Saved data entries
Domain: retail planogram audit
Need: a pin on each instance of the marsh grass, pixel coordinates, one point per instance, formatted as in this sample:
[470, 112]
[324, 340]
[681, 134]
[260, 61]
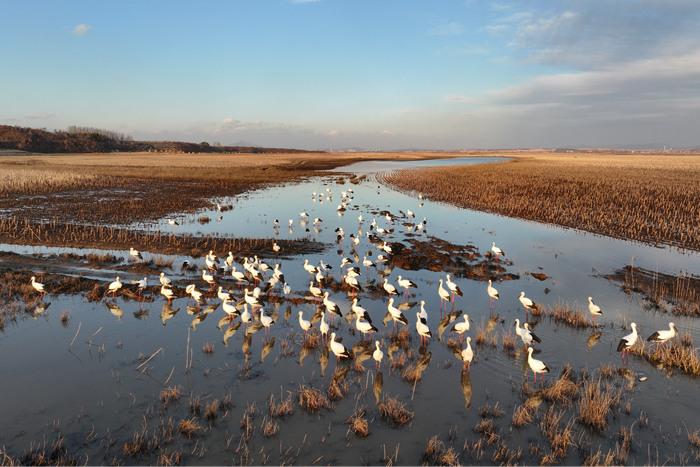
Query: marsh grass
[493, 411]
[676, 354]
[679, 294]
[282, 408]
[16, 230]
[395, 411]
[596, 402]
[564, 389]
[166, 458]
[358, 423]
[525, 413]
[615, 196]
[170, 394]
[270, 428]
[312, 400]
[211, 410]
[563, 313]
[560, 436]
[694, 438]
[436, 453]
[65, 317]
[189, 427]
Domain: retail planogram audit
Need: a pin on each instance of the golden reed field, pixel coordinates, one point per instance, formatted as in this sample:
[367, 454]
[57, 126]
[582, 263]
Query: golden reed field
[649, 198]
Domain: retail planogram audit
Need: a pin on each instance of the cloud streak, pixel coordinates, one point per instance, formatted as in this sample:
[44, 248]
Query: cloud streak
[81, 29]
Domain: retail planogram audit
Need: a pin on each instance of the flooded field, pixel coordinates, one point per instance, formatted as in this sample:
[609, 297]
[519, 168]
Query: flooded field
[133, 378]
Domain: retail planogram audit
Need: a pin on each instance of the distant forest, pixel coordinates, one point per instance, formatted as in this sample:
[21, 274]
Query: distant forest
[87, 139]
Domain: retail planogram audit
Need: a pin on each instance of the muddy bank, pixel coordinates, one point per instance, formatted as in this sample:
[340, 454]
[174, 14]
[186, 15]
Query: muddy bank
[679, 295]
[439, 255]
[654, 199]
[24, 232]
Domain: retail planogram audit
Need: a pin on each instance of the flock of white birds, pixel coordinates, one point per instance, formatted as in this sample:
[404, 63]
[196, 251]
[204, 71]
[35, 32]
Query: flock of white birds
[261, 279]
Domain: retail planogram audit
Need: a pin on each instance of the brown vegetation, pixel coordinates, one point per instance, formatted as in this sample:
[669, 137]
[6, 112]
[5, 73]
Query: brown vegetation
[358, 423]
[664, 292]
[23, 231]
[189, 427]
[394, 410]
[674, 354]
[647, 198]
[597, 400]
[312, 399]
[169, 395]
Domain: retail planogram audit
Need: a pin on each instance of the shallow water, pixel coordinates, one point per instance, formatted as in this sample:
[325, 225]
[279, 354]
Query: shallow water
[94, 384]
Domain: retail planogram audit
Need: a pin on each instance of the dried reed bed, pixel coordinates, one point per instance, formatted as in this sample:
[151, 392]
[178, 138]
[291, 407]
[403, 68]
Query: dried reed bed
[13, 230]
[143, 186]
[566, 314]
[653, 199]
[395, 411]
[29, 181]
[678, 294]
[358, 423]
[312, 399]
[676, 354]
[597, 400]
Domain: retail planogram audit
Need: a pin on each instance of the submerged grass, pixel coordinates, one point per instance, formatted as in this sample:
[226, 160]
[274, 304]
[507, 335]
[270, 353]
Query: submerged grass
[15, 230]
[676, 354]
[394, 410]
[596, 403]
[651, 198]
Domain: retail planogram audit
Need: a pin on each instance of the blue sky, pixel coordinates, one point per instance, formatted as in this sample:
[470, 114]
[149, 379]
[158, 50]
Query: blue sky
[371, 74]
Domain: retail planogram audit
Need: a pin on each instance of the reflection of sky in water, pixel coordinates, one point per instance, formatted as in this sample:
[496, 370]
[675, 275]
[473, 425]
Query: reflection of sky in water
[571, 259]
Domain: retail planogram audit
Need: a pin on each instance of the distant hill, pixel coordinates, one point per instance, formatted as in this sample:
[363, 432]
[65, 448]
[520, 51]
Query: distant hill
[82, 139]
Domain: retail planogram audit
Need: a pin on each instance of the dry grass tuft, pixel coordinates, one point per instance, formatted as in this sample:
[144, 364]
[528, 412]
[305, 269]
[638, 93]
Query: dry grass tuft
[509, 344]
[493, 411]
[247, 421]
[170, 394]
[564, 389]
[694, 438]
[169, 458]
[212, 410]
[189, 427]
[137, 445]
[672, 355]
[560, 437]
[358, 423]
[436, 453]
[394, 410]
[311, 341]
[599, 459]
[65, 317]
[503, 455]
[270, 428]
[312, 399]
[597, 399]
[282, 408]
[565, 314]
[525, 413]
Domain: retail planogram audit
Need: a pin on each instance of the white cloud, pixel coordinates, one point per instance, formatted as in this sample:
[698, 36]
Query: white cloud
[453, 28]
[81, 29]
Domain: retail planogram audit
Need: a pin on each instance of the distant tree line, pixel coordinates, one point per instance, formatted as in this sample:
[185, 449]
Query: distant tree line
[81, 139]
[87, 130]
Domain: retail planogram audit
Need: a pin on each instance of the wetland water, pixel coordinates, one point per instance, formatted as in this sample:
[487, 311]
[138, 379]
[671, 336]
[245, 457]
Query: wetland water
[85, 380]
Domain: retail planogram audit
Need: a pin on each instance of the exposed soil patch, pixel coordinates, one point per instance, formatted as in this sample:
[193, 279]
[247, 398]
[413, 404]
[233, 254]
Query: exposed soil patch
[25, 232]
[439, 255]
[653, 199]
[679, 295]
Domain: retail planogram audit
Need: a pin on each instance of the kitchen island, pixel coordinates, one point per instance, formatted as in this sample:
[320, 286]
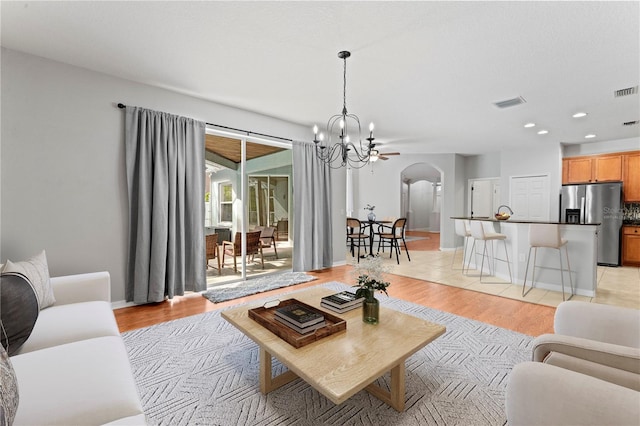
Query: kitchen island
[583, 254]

TASK DESCRIPTION:
Pictures aside, return all the entries above exactly.

TASK RESULT:
Domain: retail planogram audit
Need: a pin on each instance of the marsh grass, pixel coordinates, one point per instance, formatted as in this sample:
[470, 112]
[324, 340]
[681, 134]
[260, 61]
Query: marsh grass
[493, 411]
[676, 354]
[679, 294]
[282, 408]
[16, 230]
[395, 411]
[596, 402]
[564, 389]
[166, 458]
[358, 423]
[525, 413]
[615, 196]
[170, 394]
[270, 428]
[312, 400]
[211, 410]
[563, 313]
[560, 436]
[694, 438]
[436, 453]
[65, 317]
[189, 427]
Domain: retail planogram audit
Need: a pin on each instance of the golden reed field, pixel coordinates, one point per instance, formatted as in this sample:
[367, 454]
[57, 126]
[582, 263]
Query: golden reed field
[649, 198]
Domain: retail planogram audit
Need: a pin on each instance of the cloud streak, pixel coordinates, one point per instance, formatted as in this sample:
[44, 248]
Query: cloud streak
[81, 29]
Domain: retail planogram audit
Need: a pin on each instance of the flooded field, pixel coordinates, one point per instance, formatted as in this sample:
[609, 297]
[519, 168]
Query: flooded field
[133, 378]
Domain: retail planogram audit
Need: a pin on each instance of the distant forest, pixel coordinates, one point per instance, formatted as in this sample:
[21, 274]
Query: distant forest
[87, 139]
Domain: retail planogram audit
Need: a pin on each instance of the muddy bank, pixel coordinates, one point per instance, formatted as in this sample:
[340, 454]
[174, 14]
[186, 15]
Query: muddy bank
[679, 295]
[439, 255]
[654, 199]
[24, 232]
Domain: retail planogram audit
Need: a pin on each instance of the flock of white birds, pixel coordinates, one point per instance, formatted as in this sample:
[404, 63]
[196, 251]
[204, 71]
[35, 32]
Query: flock of white birds
[261, 279]
Domain: retail planogram audit
Need: a pin on each instance of the brown vegetation, pixel coordinates, one point per instance, formatted as in this sample:
[669, 137]
[6, 112]
[5, 73]
Query: brown vegetation
[358, 423]
[664, 292]
[23, 231]
[189, 427]
[394, 410]
[674, 354]
[647, 198]
[597, 400]
[312, 399]
[169, 395]
Domain: retail planogram audit
Need: a pin on each instance of the shallow water, pixel coordinates, one point per instance, formatted as in this sample:
[325, 225]
[279, 354]
Query: shallow water
[94, 384]
Domain: retail planogram audit
Need: a pin on each instance of the dried reed bed, pixel coordinates, one point per instance, formatted as in this sample:
[151, 392]
[178, 138]
[291, 407]
[403, 68]
Query: dried reed bed
[13, 230]
[143, 186]
[566, 314]
[653, 199]
[395, 411]
[29, 181]
[678, 294]
[358, 423]
[312, 399]
[676, 354]
[597, 400]
Domain: retail planogram audit
Need: a pin on each instance of the submerged grass, pixel coordinates, one point per instance, formatted as in this sample:
[226, 160]
[274, 304]
[507, 335]
[270, 353]
Query: submerged grass
[15, 230]
[676, 354]
[394, 410]
[596, 403]
[651, 198]
Domain: retail planogram audit
Need: a pin on each instance of the blue sky, pixel coordinates, one point per instance, formatted as in this sample:
[470, 114]
[149, 379]
[158, 50]
Query: blue sky
[371, 74]
Domain: retail planogram audit
Need: a pin on each instance of the reflection of sky in water, pixel coordinates, one point per instance, formatted as in this sample:
[496, 370]
[675, 275]
[473, 425]
Query: reflection of sky in water
[571, 259]
Domain: retail planogram audit
Need: a pin on each instance of the distant hill, pixel coordinates, one point per instance, formatted as in this sample:
[363, 432]
[65, 448]
[520, 51]
Query: distant hill
[82, 139]
Domain: retail planogram audit
Need: a pin on each instance of the dry grass tuft, pixel coordinates, one point per instance, formatted as in this sample:
[144, 364]
[528, 412]
[305, 269]
[638, 93]
Query: dry grass tuft
[509, 344]
[493, 411]
[247, 421]
[170, 394]
[564, 389]
[694, 438]
[169, 458]
[212, 410]
[189, 427]
[137, 445]
[672, 355]
[560, 437]
[358, 423]
[436, 453]
[394, 410]
[311, 341]
[599, 459]
[65, 317]
[503, 455]
[270, 428]
[312, 399]
[597, 399]
[282, 408]
[565, 314]
[525, 413]
Domain: retail planogram audit
Need: a pin on each instance of the white cloud, pixel coordinates, one point per instance, formatted as in this sample:
[698, 36]
Query: white cloud
[453, 28]
[81, 29]
Domain: retail planogram audit
Need: a pin on each instance of the distant tree line, pixel coordinates, one point per instance, formatted as in this sample:
[185, 449]
Query: distant tree line
[81, 139]
[87, 130]
Domain: retail planogram audit
Need: a pin on each instance of the wetland water, pixel coordinates, one point per instance, formatted as in this sample:
[487, 311]
[138, 379]
[671, 336]
[245, 457]
Query: wetland water
[85, 380]
Domain: retail planogram audit
Need: a pin on each instance of the exposed soil patch, pixel coordinates, one point per instance, formatted as in this sample:
[193, 279]
[247, 398]
[413, 404]
[233, 254]
Query: exposed soil patch
[25, 232]
[439, 255]
[653, 199]
[679, 295]
Domain: retail planogram audit
Need: a pin on each instance of the kitchen island, pixel coordinates, one point per instance, formatted as in this sample:
[320, 286]
Query: kitchen island
[583, 254]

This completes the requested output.